# EXTRACT TO READ
☆ ☆ ☆ ☆
NHS Reforms: Crisis in Leadership?

April 13, 2011 By Malcolm Blair-Robinson

There can be no doubt that the Department of Health is in serious political trouble over its reforms. How it got there is a mystery. The broad thrust of the new ideas are right. Detail can be adjusted. The Bill is half way through Parliament. Yet opposition grows, Milliband grows more strident, Lib Dems are in another turmoil, Downing Street is in a state of near panic and the nurses have lost confidence in the Secretary of State for Health.

This blog has lost confidence in the current NHS and in particular the Minister for Public Health in England, Anne Milton MP. Interviewed today, she was challenged on the fact that following the abolition of targets, A&E patients were being kept waiting for more than four hours in some cases. Her answer was that what was important was not the waiting time, but the quality of the treatment when you finally got it.

This is preposterous. What is the matter with the mentality of the people who are involved in the NHS? Nobody should wait in A&E for more than ten minutes and in 1980 nobody had to. How can it possibly be defensible for a health service to keep stricken patients waiting for four hours in an emergency? Would we wait four hours for a meal in a pub, or four hours for a routine train, or four hours for a play to start in a theatre, or four hours for an ambulance? No , because every other sort of service organises itself to deliver. But the NHS sees itself not as a service but a process and that process must take its course.

That is why it has to be reformed and if it is incapable of reform, shut down. It would be better to start again. Health Ministers must get a grip. Put more bluntly, this is a nettle that has to be grasped.
☆ ☆ ☆ ☆
# RECORDS PROVIDED
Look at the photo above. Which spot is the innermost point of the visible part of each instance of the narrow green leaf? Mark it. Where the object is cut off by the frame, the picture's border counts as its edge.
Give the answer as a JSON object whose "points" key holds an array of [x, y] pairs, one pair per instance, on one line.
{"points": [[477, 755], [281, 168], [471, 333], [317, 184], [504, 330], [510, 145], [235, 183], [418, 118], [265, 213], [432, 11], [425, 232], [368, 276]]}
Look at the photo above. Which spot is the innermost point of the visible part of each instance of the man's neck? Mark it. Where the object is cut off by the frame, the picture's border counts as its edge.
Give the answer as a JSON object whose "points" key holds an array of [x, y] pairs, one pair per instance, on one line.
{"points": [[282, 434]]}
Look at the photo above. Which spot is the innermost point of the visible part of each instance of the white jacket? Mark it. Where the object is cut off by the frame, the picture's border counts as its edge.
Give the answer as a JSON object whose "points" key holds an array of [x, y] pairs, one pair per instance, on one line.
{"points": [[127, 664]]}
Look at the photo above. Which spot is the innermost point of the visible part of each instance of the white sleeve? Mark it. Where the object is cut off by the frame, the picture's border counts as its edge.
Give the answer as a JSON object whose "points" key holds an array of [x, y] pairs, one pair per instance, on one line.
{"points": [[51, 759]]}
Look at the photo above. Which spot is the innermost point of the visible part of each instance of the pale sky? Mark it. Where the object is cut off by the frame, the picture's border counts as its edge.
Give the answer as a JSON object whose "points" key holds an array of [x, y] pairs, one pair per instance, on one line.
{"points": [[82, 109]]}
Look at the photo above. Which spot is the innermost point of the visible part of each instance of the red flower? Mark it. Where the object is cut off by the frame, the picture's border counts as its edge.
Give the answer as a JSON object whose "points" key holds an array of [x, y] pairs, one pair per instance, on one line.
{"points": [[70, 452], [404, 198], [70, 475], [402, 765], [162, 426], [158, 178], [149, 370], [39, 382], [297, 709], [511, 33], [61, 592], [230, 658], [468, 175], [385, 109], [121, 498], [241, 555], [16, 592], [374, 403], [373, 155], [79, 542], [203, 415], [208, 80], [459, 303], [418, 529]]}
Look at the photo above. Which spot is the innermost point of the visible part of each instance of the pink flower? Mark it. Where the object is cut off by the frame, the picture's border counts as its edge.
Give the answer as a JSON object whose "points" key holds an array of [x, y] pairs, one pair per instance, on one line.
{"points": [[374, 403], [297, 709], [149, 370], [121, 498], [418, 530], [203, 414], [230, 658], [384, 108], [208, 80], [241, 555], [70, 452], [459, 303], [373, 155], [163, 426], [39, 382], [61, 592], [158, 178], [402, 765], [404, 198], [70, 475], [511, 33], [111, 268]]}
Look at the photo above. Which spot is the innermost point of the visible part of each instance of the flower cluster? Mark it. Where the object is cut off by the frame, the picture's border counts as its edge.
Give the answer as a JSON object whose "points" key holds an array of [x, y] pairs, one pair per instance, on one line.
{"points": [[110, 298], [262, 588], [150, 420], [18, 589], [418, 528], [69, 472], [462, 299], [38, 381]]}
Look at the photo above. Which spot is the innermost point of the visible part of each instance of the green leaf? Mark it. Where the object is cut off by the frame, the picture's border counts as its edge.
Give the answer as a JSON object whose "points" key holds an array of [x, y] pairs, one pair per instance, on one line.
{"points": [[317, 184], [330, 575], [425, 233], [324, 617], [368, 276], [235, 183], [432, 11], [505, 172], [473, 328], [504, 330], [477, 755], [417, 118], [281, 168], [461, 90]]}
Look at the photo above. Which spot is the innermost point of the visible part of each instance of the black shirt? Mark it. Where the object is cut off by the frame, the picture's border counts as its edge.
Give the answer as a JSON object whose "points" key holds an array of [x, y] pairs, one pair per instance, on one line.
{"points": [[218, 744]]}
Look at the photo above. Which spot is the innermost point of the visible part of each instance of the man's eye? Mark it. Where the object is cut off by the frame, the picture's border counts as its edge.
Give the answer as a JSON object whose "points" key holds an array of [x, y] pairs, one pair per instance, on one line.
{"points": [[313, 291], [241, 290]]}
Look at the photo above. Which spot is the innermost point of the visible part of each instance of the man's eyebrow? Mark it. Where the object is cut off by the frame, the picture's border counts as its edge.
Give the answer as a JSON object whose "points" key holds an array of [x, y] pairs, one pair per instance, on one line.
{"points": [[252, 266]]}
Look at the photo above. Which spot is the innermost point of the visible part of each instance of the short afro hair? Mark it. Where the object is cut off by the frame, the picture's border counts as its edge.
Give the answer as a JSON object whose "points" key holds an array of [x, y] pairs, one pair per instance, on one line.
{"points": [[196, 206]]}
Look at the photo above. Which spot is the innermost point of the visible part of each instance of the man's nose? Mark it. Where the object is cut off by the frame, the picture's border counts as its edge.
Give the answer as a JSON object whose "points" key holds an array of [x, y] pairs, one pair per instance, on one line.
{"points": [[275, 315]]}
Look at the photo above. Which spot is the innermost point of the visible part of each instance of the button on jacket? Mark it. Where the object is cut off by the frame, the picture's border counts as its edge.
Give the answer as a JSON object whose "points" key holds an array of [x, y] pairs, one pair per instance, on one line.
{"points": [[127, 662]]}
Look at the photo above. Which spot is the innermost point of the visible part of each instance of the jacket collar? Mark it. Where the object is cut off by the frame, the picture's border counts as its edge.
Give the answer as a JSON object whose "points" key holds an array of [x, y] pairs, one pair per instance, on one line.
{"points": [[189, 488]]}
☆ ☆ ☆ ☆
# TASKS TO COMPLETE
1. Copy the part of the NHS reforms post that opens with the words containing "April 13, 2011" and closes with "State for Health.", substituting "Number 10" for "Downing Street".
2. In the NHS reforms post, list every item the writer says people would not wait four hours for.
The lines have no connection to the text.

# OUTPUTS IN ORDER
1.
April 13, 2011 By Malcolm Blair-Robinson

There can be no doubt that the Department of Health is in serious political trouble over its reforms. How it got there is a mystery. The broad thrust of the new ideas are right. Detail can be adjusted. The Bill is half way through Parliament. Yet opposition grows, Milliband grows more strident, Lib Dems are in another turmoil, Number 10 is in a state of near panic and the nurses have lost confidence in the Secretary of State for Health.

2.
- A meal in a pub
- A routine train
- A play to start in a theatre
- An ambulance